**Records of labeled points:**

:::::

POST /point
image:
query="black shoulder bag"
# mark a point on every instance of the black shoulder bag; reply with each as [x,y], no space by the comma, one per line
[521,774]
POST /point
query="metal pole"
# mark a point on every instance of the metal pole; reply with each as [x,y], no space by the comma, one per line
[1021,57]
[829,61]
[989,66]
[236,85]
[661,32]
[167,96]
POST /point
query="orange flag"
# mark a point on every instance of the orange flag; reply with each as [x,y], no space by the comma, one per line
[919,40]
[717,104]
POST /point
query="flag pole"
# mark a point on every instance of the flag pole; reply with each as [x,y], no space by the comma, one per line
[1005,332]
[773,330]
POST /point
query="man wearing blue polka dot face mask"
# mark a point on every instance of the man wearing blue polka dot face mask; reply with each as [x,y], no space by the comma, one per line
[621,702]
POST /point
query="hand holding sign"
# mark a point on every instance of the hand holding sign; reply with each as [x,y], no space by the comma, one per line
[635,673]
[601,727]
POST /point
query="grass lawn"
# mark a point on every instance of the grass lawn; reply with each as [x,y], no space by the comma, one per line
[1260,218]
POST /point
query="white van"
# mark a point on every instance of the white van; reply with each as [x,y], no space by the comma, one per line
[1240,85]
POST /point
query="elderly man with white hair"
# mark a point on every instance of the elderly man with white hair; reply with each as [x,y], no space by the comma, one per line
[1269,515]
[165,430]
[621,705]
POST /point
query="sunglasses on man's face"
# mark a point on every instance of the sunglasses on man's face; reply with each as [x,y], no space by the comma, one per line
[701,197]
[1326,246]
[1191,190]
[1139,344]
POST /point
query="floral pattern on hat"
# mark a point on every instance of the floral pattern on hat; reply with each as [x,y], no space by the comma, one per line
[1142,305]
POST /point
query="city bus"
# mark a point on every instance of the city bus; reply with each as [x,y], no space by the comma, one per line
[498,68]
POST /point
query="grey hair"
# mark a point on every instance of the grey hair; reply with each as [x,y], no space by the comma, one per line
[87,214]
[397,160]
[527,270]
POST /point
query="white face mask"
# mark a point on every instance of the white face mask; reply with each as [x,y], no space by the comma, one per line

:::::

Return the listing above in full, character for character.

**Exercise response:**
POST /point
image:
query="black shoulder bag"
# mark a point on every instance of the black shoulder bag; reply with each as [x,y], no space by the comma, one per line
[521,774]
POST /point
query="metal pole"
# mark a point on every instance of the metal pole; reply with each as [x,y], no space by the comma, one per line
[1021,57]
[829,61]
[989,66]
[236,85]
[661,32]
[167,96]
POST /point
query="orange flag"
# mark a point on every instance of the orange flag; reply with each as [x,y], no space by the comma, one per line
[919,40]
[717,104]
POST /point
query="flag pole"
# mark a point on every instance of the flag pole; reply with each as [x,y], no space by the comma, one per line
[1005,332]
[773,330]
POST /point
query="man wearing blue polka dot face mask"
# mark a point on every instance of the man wearing blue polka dot face mask; reply with each as [x,y], no space by the comma, one per line
[621,702]
POST /point
query="hand holding sign"
# mark a point on every instance of the hand holding sign; reply with each as [x,y], no space by the comma, one per line
[635,673]
[601,727]
POST /point
query="grass lawn"
# mark a point on every instance of the grass lawn; reply with each as [x,y], no space by the comma, one per line
[1260,218]
POST /point
query="white van"
# mark a point on every instance of the white van; reply with each as [x,y], no space by the comma, one per line
[1240,85]
POST /point
query="elderly man with white hair"
# mark a point on every instance of the elderly man with white hair; reply with each as [x,y], no space by the comma, one per line
[1269,515]
[165,430]
[621,705]
POST /point
query="sunglasses on man's face"
# mark a point on every instance of the sunglasses on man's face; reply with each as [x,y], no space by the comma, one per line
[701,197]
[1326,246]
[1191,190]
[1139,344]
POST /point
query="floral pattern on hat"
# mark a point on every instance of the floral pattern on hat; reply with each as [x,y], no space by the comma, one per line
[1142,305]
POST /point
query="city bus"
# mark a point on every instance of the city bus; reply with each as [x,y], no space by the comma, one per line
[498,68]
POST /point
query="grey hair"
# mark a point on every instance of the grey hair; reply with each as [x,y], no space by the comma, one per line
[87,214]
[397,160]
[527,270]
POST /point
query="white face mask"
# mark a point on every instance of the white face mask; reply with each as [x,y], no space by the comma, one per line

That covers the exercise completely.